### Your instructions
Write out the following lines exactly as they appear in all the records, leaving the pictures out of your answer.

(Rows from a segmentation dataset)
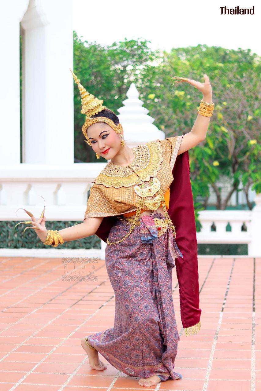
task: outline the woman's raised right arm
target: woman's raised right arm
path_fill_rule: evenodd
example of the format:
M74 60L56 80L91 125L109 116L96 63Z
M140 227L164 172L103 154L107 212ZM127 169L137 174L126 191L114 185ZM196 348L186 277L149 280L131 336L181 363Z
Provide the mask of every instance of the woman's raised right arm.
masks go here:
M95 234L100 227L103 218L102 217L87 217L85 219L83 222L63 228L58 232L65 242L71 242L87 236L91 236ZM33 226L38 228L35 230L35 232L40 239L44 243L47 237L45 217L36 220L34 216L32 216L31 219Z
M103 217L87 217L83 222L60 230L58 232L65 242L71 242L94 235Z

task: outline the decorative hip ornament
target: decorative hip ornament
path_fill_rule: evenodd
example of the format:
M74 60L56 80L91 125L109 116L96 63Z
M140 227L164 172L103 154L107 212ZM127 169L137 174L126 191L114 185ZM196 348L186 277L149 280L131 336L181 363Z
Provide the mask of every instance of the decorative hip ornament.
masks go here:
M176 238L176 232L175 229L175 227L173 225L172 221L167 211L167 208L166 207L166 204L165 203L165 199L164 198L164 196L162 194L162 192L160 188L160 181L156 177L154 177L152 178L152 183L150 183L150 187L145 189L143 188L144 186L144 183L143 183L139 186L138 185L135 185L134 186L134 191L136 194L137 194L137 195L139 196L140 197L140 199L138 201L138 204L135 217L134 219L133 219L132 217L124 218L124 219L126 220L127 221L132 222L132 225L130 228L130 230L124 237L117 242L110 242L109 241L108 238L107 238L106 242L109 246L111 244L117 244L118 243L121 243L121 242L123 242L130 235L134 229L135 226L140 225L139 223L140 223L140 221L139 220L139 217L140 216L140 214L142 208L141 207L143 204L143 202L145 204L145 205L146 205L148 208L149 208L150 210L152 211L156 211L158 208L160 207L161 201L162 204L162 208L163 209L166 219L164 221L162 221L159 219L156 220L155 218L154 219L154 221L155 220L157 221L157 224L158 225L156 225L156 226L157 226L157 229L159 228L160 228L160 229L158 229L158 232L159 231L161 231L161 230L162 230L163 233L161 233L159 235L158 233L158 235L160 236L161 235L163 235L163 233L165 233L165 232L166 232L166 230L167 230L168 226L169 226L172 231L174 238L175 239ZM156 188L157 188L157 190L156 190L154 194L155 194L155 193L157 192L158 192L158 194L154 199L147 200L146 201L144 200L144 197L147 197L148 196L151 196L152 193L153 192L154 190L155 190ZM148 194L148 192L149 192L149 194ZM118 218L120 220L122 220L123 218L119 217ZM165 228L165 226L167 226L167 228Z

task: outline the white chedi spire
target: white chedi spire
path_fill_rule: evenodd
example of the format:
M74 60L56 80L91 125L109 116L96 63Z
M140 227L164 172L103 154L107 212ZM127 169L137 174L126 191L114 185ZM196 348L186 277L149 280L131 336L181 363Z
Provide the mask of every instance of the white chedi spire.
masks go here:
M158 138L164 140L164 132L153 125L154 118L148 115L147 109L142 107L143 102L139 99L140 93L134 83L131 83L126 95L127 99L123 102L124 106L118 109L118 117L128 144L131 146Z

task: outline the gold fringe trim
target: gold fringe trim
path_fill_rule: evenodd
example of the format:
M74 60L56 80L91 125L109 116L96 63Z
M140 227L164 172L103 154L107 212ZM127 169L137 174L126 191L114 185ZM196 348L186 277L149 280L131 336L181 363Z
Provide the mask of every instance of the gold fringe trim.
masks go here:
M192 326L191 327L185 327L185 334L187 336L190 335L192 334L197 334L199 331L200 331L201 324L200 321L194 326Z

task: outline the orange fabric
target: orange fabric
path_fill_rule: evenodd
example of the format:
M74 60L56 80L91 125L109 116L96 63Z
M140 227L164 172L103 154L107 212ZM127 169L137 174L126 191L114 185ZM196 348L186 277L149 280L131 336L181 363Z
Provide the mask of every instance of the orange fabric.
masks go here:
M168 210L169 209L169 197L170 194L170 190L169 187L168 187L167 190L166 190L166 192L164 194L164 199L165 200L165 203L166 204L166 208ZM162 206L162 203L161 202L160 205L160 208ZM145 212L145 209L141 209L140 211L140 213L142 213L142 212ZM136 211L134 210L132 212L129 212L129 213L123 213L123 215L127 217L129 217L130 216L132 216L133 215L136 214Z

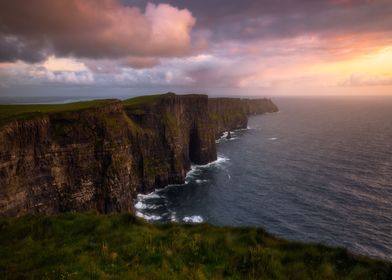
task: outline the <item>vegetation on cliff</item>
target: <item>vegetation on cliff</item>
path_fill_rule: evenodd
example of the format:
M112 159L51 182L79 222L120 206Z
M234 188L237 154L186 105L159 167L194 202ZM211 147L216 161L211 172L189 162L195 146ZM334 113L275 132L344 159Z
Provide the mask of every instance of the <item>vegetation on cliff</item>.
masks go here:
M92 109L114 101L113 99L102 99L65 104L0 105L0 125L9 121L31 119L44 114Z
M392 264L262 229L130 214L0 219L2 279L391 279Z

### Exercise answer
task: outline the woman's raised right arm
target: woman's raised right arm
path_fill_rule: evenodd
example of the format:
M74 60L56 80L91 125L109 116L96 63Z
M140 227L164 172L103 154L107 212ZM127 169L137 174L126 191L114 185ZM196 348L186 277L149 280L131 336L181 363Z
Provide the mask of every instance of the woman's raised right arm.
masks go here:
M95 234L100 227L103 218L102 217L87 217L85 219L83 222L63 228L58 232L65 242L71 242L87 236L91 236ZM33 226L38 228L35 230L35 232L40 239L44 243L47 237L45 217L36 220L34 216L32 216L31 219Z
M103 217L87 217L83 222L60 230L58 232L65 242L71 242L94 235Z

task: outline the decorative hip ornament
target: decorative hip ornament
path_fill_rule: evenodd
example of the format:
M74 60L56 80L91 125L109 116L96 63Z
M140 227L164 172L103 154L107 212ZM127 169L137 174L126 191L114 185ZM196 348L186 277L149 280L131 336L181 363Z
Provide the mask of every instance of the decorative hip ornament.
masks go here:
M176 238L176 232L175 229L175 227L173 225L172 221L167 211L167 208L166 207L166 204L165 203L165 199L164 198L164 196L162 194L162 192L160 188L160 181L156 177L154 177L152 178L152 183L150 183L150 187L145 189L143 188L144 186L144 183L143 183L139 186L138 185L135 185L134 186L134 191L136 194L137 194L137 195L139 196L140 197L140 199L138 201L138 204L135 217L134 219L133 219L132 217L124 218L124 219L126 220L127 221L132 222L132 225L130 228L130 230L124 237L117 242L110 242L109 241L108 238L107 238L106 242L109 246L111 244L117 244L118 243L121 243L121 242L123 242L130 235L134 229L135 226L140 225L139 223L140 223L140 221L139 220L139 217L140 216L140 214L142 208L141 207L143 204L143 202L145 204L145 205L146 205L148 208L149 208L150 210L152 211L156 211L158 208L160 207L161 201L162 204L162 208L163 209L166 219L164 221L162 221L159 219L156 220L155 218L154 219L154 221L155 220L157 221L157 224L158 225L156 225L156 226L157 226L157 229L159 228L160 228L160 229L158 229L158 232L159 231L161 231L161 230L162 230L163 233L161 233L159 235L158 233L158 235L160 236L161 235L163 235L163 233L165 233L165 232L166 232L166 230L167 230L168 226L169 226L172 231L174 238L175 239ZM156 188L157 188L157 190L156 190L154 194L155 194L155 193L157 192L158 192L158 194L154 199L147 200L146 201L144 200L144 197L147 197L148 196L151 196L152 193L153 192L154 190L155 190ZM148 194L148 192L149 192L149 194ZM118 218L120 220L122 220L123 218L119 217ZM165 228L165 226L167 226L167 228Z

task: outline the white chedi spire
target: white chedi spire
path_fill_rule: evenodd
example of the format:
M74 60L56 80L91 125L109 116L96 63Z
M140 227L164 172L103 154L107 212ZM127 169L137 174L126 191L114 185ZM196 348L186 277L149 280L131 336L181 363Z
Provide the mask of every instance of the white chedi spire.
masks go here:
M158 138L164 140L164 132L153 125L154 118L148 115L147 109L142 107L143 102L139 99L140 93L134 83L131 83L126 95L127 99L123 102L124 106L118 109L118 117L128 144L131 146Z

task: outline the gold fringe trim
target: gold fringe trim
path_fill_rule: evenodd
example of the format:
M74 60L56 80L91 125L109 116L96 63Z
M140 227L164 172L103 154L107 212ZM127 169L137 174L126 191L114 185ZM196 348L186 277L149 280L131 336L181 363Z
Provide the mask of every instance of the gold fringe trim.
masks go here:
M192 326L191 327L185 327L185 334L187 336L190 335L192 334L197 334L199 331L200 331L201 324L200 321L194 326Z

task: outline the orange fabric
target: orange fabric
path_fill_rule: evenodd
example of the format:
M74 60L56 80L91 125L109 116L96 63Z
M140 227L164 172L103 154L107 212ZM127 169L137 174L126 191L114 185ZM196 348L186 277L149 280L131 336L181 363Z
Provide the mask of every instance of the orange fabric.
masks go here:
M168 210L169 209L169 197L170 194L170 190L169 187L168 187L167 190L166 190L166 192L164 194L164 199L165 200L165 203L166 204L166 208ZM162 206L162 203L161 202L160 205L160 208ZM145 212L145 209L141 209L140 211L140 213L142 213L142 212ZM136 211L134 210L132 212L129 212L129 213L123 213L123 215L127 217L129 217L130 216L132 216L133 215L136 214Z

task: outline the <item>vegetation on cliff</item>
target: <item>vegetation on cliff</item>
path_fill_rule: evenodd
example of the format:
M112 159L51 182L79 222L120 206Z
M234 188L237 154L186 105L159 167L194 202ZM211 147L216 161L211 172L189 162L195 146ZM334 113L275 132L344 159Z
Provide the mask of every instance of the <item>vegetation on cliff</item>.
masks go here:
M92 109L114 101L113 99L102 99L65 104L0 105L0 125L9 121L31 119L44 114Z
M392 264L262 229L130 214L0 219L2 279L391 279Z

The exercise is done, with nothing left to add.